--- START ---

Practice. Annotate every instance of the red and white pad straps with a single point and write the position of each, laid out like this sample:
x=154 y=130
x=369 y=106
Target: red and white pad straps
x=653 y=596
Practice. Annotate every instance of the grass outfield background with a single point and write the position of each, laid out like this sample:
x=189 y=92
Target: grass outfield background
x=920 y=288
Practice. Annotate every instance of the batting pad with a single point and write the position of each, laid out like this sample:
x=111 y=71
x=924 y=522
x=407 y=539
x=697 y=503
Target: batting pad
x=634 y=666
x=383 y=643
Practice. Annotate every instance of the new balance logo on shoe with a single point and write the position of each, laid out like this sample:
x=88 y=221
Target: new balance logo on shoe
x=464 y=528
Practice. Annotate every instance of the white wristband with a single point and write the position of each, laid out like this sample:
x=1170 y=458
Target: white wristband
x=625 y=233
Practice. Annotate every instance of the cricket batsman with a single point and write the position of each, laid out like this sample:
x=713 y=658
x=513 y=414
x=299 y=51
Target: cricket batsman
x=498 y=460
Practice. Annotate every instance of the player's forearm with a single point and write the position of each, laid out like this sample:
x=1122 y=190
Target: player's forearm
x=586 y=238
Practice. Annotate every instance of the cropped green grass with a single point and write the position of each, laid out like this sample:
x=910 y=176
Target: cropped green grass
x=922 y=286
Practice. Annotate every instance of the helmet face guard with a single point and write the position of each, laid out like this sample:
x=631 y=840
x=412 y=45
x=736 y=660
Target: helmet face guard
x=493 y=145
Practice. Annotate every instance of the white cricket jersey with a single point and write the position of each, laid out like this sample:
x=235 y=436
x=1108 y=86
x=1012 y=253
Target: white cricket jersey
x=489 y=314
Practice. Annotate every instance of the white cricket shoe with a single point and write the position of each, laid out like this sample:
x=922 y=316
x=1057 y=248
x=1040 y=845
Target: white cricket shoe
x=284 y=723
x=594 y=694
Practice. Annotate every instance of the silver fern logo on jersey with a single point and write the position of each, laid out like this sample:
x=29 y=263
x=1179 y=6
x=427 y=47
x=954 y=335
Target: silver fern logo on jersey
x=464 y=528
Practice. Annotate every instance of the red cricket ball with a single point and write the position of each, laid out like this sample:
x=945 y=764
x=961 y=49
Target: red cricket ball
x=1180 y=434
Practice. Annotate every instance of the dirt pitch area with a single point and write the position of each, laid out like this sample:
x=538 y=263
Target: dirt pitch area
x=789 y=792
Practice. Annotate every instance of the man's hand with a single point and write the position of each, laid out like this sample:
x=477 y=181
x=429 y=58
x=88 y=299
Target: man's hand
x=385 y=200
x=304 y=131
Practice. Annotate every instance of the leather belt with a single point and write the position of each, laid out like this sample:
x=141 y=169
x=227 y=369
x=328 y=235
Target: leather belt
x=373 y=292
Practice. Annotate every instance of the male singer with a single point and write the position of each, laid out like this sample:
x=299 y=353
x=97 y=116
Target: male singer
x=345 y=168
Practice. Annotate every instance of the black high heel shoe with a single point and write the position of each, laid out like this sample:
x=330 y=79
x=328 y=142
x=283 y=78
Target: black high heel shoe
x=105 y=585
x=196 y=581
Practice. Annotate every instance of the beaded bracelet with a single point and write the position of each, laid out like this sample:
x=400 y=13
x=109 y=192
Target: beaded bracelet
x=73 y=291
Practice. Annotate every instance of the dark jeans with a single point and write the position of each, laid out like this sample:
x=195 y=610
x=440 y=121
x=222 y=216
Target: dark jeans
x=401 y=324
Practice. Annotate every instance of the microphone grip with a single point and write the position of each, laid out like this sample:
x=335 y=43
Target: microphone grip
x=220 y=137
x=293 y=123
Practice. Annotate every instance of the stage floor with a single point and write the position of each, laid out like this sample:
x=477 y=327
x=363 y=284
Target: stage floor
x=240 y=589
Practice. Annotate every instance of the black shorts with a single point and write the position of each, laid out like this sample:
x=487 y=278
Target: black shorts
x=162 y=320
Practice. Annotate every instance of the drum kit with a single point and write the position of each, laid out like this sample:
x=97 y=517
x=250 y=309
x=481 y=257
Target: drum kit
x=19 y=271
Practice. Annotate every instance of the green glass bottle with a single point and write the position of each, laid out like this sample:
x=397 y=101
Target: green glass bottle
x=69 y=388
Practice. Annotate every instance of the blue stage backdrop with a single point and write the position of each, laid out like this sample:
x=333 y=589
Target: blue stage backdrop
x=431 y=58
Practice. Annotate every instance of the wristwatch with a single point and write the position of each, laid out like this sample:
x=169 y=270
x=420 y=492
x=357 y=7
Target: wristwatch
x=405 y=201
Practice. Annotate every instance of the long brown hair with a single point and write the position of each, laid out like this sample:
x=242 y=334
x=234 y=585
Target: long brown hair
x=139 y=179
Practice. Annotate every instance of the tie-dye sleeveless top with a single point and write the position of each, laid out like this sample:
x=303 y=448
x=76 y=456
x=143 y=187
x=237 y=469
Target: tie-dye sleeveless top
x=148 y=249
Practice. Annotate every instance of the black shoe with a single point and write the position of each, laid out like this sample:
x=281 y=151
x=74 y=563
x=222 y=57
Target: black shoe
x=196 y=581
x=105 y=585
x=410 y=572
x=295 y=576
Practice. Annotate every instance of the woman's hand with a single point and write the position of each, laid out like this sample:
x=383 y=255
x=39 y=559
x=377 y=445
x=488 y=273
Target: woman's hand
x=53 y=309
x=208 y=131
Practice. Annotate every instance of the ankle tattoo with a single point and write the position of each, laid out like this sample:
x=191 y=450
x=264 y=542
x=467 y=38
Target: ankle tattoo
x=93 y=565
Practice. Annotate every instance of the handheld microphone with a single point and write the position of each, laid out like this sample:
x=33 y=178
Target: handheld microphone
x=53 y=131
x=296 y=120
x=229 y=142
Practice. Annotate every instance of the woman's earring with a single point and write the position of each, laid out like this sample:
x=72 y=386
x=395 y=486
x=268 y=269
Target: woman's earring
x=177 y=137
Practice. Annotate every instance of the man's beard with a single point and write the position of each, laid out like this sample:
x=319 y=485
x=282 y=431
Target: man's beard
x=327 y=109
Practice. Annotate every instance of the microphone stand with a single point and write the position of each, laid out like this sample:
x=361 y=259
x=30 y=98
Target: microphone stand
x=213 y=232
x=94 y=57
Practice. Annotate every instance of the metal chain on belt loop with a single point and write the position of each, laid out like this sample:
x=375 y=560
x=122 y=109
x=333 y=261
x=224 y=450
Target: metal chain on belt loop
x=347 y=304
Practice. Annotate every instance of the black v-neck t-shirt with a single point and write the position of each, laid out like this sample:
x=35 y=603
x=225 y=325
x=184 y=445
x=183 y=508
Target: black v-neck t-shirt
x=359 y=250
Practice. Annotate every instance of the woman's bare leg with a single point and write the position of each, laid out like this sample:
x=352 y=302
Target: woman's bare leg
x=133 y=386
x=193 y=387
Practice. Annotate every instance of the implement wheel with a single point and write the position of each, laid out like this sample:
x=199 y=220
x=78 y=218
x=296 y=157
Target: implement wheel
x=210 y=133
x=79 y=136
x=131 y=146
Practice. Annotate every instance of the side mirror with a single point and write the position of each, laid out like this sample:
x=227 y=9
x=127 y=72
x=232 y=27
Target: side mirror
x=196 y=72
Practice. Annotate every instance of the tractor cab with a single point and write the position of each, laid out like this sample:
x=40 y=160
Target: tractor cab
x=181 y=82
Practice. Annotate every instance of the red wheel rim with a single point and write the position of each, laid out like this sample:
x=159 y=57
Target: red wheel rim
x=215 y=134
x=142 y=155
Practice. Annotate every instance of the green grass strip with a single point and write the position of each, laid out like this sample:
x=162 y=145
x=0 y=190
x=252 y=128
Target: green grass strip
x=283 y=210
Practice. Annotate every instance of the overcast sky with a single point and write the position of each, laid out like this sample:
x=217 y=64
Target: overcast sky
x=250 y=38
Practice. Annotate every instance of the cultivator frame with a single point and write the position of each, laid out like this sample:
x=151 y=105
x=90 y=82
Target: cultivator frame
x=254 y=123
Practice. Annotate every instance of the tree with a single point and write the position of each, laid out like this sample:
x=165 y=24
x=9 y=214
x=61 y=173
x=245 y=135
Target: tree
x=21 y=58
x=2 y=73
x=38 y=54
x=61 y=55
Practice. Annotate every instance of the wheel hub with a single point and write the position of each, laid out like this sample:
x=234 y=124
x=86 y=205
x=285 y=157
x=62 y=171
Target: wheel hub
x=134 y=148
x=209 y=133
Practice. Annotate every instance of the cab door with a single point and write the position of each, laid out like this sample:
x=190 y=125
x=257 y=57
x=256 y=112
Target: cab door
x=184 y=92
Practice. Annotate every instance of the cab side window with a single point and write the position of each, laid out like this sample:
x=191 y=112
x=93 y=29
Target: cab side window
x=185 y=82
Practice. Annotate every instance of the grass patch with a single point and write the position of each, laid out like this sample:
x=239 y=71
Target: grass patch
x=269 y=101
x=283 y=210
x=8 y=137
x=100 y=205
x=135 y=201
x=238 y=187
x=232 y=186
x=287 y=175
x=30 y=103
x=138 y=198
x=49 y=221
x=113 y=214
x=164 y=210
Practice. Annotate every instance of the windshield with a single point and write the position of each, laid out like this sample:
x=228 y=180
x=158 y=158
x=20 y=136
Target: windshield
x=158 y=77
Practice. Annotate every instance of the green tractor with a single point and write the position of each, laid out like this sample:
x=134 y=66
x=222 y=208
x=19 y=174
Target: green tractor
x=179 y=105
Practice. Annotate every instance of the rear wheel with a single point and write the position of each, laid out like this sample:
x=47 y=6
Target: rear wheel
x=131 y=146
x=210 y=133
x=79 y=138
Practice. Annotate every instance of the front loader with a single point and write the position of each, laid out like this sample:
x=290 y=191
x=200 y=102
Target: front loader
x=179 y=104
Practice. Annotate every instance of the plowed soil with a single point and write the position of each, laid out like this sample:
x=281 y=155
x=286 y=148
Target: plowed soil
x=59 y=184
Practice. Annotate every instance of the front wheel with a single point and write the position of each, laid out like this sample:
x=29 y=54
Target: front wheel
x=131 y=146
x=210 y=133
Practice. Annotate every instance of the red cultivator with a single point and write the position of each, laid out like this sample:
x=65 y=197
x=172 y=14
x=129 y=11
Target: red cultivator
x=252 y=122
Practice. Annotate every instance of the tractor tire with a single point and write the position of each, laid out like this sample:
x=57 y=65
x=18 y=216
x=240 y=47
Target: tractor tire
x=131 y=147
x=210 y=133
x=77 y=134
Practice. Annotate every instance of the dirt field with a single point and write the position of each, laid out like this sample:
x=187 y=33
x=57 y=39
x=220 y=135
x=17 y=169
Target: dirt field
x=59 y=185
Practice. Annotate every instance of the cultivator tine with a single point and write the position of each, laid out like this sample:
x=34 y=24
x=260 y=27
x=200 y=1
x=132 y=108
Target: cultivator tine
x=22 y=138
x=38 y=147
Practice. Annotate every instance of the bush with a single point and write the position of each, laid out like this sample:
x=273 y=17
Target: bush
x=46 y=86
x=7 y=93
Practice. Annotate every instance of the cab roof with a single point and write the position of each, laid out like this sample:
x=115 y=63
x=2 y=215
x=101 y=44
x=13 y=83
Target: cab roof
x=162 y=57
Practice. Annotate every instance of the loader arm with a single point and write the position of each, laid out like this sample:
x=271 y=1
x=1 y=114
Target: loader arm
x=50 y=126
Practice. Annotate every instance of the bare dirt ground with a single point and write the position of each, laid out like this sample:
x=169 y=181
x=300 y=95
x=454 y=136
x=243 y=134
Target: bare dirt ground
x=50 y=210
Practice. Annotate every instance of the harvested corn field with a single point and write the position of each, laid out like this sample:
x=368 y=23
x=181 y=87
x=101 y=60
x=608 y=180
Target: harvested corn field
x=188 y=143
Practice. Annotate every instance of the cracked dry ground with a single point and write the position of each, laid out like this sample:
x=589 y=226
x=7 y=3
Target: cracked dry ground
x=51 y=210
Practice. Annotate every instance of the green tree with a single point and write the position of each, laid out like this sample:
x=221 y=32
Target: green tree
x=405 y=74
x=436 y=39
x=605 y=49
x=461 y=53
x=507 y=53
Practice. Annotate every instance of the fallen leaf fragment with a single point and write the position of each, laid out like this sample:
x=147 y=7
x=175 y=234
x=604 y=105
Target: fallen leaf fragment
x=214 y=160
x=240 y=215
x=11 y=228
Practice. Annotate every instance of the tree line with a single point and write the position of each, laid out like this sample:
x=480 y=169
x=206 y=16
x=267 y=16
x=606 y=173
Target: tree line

--- END ---

Please quote everything from the line containing "Practice. Annotate every instance of the cracked" down to the last line of the rows above, both ends included.

Practice. Annotate every instance of the cracked dry ground with a single point and write the position of each, laid out like this sample:
x=589 y=226
x=7 y=3
Target: cracked dry ground
x=51 y=210
Practice. Annotate every instance of the green tree with a single point and write the position of each, laid out like this sample:
x=221 y=32
Target: green tree
x=405 y=74
x=436 y=39
x=605 y=49
x=461 y=53
x=507 y=53
Practice. Annotate every instance of the fallen leaf fragment with a single point and write the position of each, laid out like this sample:
x=147 y=7
x=175 y=234
x=604 y=105
Target: fallen leaf fragment
x=214 y=160
x=240 y=215
x=11 y=228
Practice. Annotate every instance of the tree line with a single point and write the position of each, laid out like this sample:
x=480 y=169
x=206 y=16
x=267 y=16
x=606 y=173
Target: tree line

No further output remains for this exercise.